Write out the market commentary from "The S&P traded" to "approximately 1488 S&P.".

▶ Document passage

>>>>

The important thing to remember is that runaway moves - like the one we are in - by definition do not pause long.


In Xanadu did Kubla Khan
A stately pleasure-dome decree;
Where Alph, the sacred river ran,
Through caverns measureless to man
Down to a sunless sea.

The market paused Thursday with most stocks little changed. Although the DJIA pushed its way through the 13,000 benchmark, and Apple (AAPL) reported blowout earnings after the close Wednesday; it didn't galvanize support for a follow-through move and a push above the1500 handle on the S&P.

The S&P traded marginally above Wednesday's high to 1498 before pulling back to close down just over a point to 1494.25. As shown on a ten minute chart below, the big dogs tried a repeat performance of Wednesday's late-day breakout , but it fizzled. The short-term key level remains Wednesday's breakout pivot of approximately 1488 S&P.

I mentioned in the Buzz & Banter how Wednesday's move had eclipsed all levels of resistance in my work, that the cow was out of the barn, and Hoofy was apparently in love. But just because it's all blue sky doesn't mean it's all clear sailing. Although price projections have been exceeded in my work, we are still in the window of what may be a turning point in time. That's a maybe. Which means it's worth watching to see if price does something unexpectedly negative. At Wednesday's close I would have thought the market could have easily capitalized on the move and hyperventilated higher in a continuing parabolic phase. Obviously the market did nothing wrong on Thursday and it may be simply a pause day – as opposed to a paws day.

The important thing to remember is that runaway moves - like the one we are in – by definition do not pause long. The other important thing to remember is that legitimate breakouts do not offset their breakout points (1460 in this case) quickly and that large range extensions on the heels of a well-traveled and persistent advance should not be offset or rejected quickly, or it may indicate a buying climax has occurred.

At Wednesday's close I assumed strength would exert more strength, and that the market would mimic Amazon (AMZN). I assumed that this momentum mambo appeared poised to stiletto the 1500 S&P like it had the DJIA 13,000. However, just as I was ready to buy into the argument for higher prices, and the grasp for Alpha, a piece of symmetry popped out at me. It will probably go right into Hoofy's Cuisinart like all other levels. But here it is just the same: I have mentioned in previous posts the importance of 1475 S&P as it was a harmonic of the Master Square of the 1553 all-time high. I failed to look at harmonics off the October 2002 low – the Master Square off that low is 768 S&P. Opposite 768 is, yup, you guessed it, 1498 – the S&P's high on Thursday. What is interesting about using the Master Square from the low is that 1460, which was the February high, is also a harmonic – being 90 degrees down from 1498. It is also interesting that the significant 768 low vibrates off July 4th, as the first week of July in 1932 was the significant low after the 1929 crash. This 1498 level is simply something to be aware of, should we get a tail week - for example, a new high such as we have had this week, but a poor Friday close – which remains to be seen. This is just a level to be aware of, not necessarily a target to shoot at. But without a way to measure risk, there is no way to manage risk.

Click for larger image.

Seasonally speaking, the copper rally is entering a dangerous time frame. There are two axioms for copper:

  • Sell in May and walk away
  • Bull markets have copper roofs

Copper sold off substantially on Thursday, taking down Southern Copper (PCU), Companhia Vale do Rio Doce (RIO), and Freeport McMoRan (FCX) (which continued lower after good earnings earlier in the week). Check out Sally Limantour's pithy post on the Buzz. Another usual suspect in the basic materials sector, Terex (TEX), sold off in good earnings while gold got a shiner as it fell out of bed while oil tailed off. As Todd asks, "Will commodity volatility once again precede equity movement?" We remember the squall that began in early May last year in which commodity weakness was the tell.

<<<<

▶ Recorded information

>>>>

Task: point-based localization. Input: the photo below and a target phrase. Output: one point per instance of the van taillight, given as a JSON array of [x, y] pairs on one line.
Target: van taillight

<<<<

▶ Answer for the task
The S&P traded marginally above Wednesday's high to 1498 before pulling back to close down just over a point to 1494.25. As shown on a ten minute chart below, the big dogs tried a repeat performance of Wednesday's late-day breakout , but it fizzled. The short-term key level remains Wednesday's breakout pivot of approximately 1488 S&P.